Exactly the lines from the beginning of the records to the line with "Target: the lighthouse tower", both ends included, are to be given again, and pictures are to be left out.

▶ [Data for processing]:
□ □ □ □ □ □ □
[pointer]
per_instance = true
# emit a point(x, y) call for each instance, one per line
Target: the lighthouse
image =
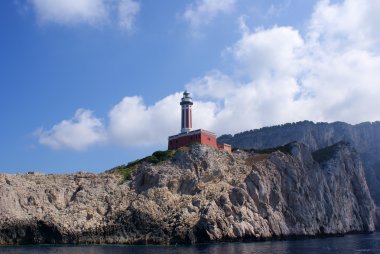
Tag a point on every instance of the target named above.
point(187, 136)
point(186, 119)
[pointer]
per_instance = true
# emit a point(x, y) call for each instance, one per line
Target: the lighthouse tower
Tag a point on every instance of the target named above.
point(186, 119)
point(187, 136)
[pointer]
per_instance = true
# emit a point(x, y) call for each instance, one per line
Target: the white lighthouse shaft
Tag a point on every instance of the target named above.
point(186, 112)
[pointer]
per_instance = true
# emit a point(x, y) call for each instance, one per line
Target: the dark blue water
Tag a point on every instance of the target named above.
point(366, 244)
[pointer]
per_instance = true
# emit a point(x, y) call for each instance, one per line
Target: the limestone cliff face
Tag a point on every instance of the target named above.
point(198, 195)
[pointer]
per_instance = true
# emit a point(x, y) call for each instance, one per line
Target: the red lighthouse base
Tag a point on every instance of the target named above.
point(198, 136)
point(192, 137)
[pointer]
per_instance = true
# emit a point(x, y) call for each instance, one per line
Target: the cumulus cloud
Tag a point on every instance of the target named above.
point(77, 133)
point(93, 12)
point(328, 73)
point(204, 11)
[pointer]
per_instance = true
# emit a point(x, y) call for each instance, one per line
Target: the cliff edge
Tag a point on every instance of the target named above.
point(198, 194)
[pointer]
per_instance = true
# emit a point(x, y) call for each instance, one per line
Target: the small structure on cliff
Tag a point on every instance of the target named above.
point(187, 136)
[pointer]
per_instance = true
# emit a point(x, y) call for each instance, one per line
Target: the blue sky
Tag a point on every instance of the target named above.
point(91, 84)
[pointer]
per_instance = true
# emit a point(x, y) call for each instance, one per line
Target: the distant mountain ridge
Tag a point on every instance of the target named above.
point(365, 137)
point(195, 194)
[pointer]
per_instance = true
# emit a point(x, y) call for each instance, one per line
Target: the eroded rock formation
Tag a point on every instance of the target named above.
point(200, 194)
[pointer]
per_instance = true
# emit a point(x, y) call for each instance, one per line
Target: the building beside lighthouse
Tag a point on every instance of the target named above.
point(187, 136)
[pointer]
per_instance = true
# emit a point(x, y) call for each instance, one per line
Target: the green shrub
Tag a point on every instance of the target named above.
point(156, 157)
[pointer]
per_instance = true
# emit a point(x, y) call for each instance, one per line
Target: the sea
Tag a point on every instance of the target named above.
point(360, 243)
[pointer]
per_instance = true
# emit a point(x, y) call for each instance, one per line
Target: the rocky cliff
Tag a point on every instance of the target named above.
point(365, 137)
point(199, 194)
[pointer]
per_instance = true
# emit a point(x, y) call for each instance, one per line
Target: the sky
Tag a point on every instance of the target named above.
point(92, 84)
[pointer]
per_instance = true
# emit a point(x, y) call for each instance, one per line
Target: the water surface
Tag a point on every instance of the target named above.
point(363, 243)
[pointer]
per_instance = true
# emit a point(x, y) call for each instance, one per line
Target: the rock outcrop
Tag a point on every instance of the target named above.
point(200, 194)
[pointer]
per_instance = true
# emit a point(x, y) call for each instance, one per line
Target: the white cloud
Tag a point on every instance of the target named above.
point(329, 73)
point(93, 12)
point(203, 11)
point(77, 133)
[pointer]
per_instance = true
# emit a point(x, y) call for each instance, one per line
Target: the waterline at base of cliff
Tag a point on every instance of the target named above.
point(197, 195)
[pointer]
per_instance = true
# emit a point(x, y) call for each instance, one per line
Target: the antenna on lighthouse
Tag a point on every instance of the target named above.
point(186, 119)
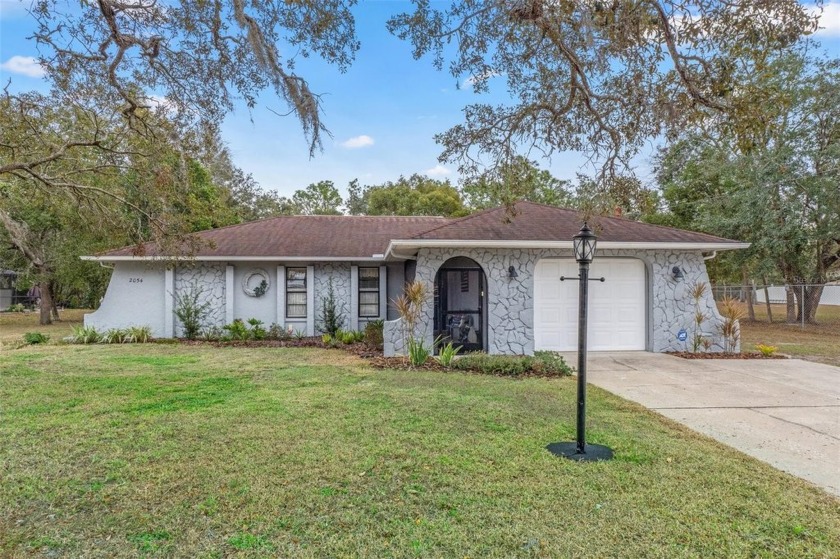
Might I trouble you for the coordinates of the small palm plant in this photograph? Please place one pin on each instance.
(732, 312)
(698, 291)
(409, 305)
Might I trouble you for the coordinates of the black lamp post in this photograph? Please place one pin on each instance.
(584, 245)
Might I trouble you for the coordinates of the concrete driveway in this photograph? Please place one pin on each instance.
(784, 412)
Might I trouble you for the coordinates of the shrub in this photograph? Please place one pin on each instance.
(84, 335)
(374, 333)
(139, 334)
(277, 332)
(447, 354)
(506, 365)
(331, 319)
(212, 334)
(191, 311)
(349, 336)
(113, 336)
(766, 350)
(257, 331)
(33, 338)
(731, 311)
(543, 363)
(418, 353)
(236, 330)
(551, 362)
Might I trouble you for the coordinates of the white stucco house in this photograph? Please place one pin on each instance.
(495, 280)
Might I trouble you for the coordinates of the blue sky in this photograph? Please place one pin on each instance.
(383, 112)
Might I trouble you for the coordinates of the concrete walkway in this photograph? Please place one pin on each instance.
(784, 412)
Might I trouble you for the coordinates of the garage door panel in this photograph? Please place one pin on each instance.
(616, 306)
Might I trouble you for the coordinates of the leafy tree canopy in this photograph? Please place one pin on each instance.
(519, 179)
(414, 195)
(778, 188)
(599, 77)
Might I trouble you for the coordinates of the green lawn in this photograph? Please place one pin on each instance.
(14, 325)
(165, 450)
(815, 342)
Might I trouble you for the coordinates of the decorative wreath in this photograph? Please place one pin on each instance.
(260, 286)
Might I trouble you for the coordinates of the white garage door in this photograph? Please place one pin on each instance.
(616, 307)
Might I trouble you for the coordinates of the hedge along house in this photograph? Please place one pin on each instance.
(493, 279)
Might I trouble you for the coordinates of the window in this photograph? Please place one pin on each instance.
(369, 292)
(295, 292)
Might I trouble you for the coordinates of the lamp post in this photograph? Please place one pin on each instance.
(584, 246)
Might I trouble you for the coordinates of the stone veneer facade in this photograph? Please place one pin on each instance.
(510, 303)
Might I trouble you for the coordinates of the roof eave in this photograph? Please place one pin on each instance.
(128, 258)
(398, 249)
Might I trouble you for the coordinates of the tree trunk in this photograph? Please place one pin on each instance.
(767, 301)
(791, 304)
(46, 303)
(748, 293)
(54, 297)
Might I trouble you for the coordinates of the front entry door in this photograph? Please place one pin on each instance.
(459, 307)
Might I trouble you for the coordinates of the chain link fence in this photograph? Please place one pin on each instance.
(802, 320)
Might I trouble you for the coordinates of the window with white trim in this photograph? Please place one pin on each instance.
(368, 292)
(295, 292)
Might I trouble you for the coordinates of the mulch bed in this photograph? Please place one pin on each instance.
(362, 350)
(751, 355)
(401, 363)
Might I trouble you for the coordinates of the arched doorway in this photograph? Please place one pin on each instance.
(461, 303)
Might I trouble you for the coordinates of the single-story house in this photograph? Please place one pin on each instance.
(494, 280)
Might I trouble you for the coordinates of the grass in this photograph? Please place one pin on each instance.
(14, 325)
(174, 451)
(816, 342)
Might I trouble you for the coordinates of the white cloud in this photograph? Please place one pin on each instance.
(357, 142)
(472, 80)
(438, 171)
(24, 65)
(829, 24)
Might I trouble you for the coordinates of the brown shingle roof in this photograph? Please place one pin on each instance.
(537, 222)
(363, 236)
(304, 236)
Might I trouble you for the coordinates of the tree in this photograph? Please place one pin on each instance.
(585, 76)
(320, 198)
(192, 59)
(597, 77)
(617, 195)
(519, 179)
(116, 188)
(414, 195)
(776, 188)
□ □ □ □ □ □ □
▶ [Result for this exercise]:
[pointer]
per_instance = true
# emit a point(x, y) call for each instance, one per line
Target: the lighthouse
image =
Tag a point on every instance of the target named above.
point(187, 136)
point(186, 119)
[pointer]
per_instance = true
# emit a point(x, y) call for each instance, one per line
Target: the lighthouse tower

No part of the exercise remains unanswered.